Data to examine:
*-*-*

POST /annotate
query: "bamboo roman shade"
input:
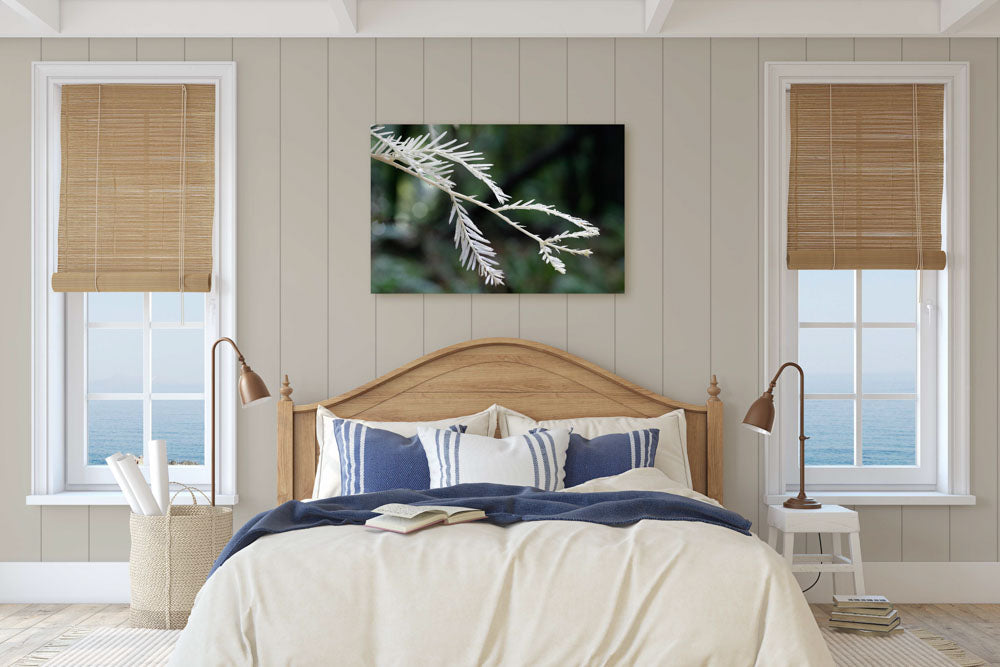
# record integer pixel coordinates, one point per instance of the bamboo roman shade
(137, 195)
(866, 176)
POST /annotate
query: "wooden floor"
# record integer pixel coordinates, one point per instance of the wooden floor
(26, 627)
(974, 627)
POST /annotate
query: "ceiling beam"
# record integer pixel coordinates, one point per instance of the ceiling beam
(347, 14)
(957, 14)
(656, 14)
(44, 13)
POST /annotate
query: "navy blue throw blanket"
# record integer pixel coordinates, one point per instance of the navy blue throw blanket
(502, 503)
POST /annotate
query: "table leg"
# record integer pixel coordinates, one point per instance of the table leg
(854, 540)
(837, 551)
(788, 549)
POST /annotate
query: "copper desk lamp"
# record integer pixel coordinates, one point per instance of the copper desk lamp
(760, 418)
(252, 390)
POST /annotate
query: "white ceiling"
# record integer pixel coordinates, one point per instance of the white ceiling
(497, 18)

*-*-*

About this task:
Set the pictures aside and reproduce the data above exactly.

Answer below:
POST /annotate
query: "bamboo roman shade"
input:
# record integer pixel coordinates, one point per instance of the bamboo roman shade
(137, 195)
(866, 176)
POST /annotate
query: "wooden floor"
# record integer pixel coordinates, one point per instance of the wooden floor
(26, 627)
(974, 627)
POST /annotate
query: "ceiling beam"
# record integer pixel coordinates, one point per instance of the ceiling beam
(347, 14)
(957, 14)
(656, 14)
(44, 13)
POST /annotate
query: "navy blue throw blanket"
# record integer pixel coordinates, one point per instance of the navy blue throw blanket
(502, 503)
POST /annotate
query: "table leg"
# record integer pixel coordinates, one point per instance of the table leg
(854, 540)
(837, 551)
(788, 549)
POST /annotate
query: "copper desk lamp"
# record integer pixel coordinates, one point per instance of the copper desk lamp
(760, 418)
(252, 390)
POST /annotate
query: "white ceiling"
# record integer pixel coordinates, one point per instance of the white ceiling
(497, 18)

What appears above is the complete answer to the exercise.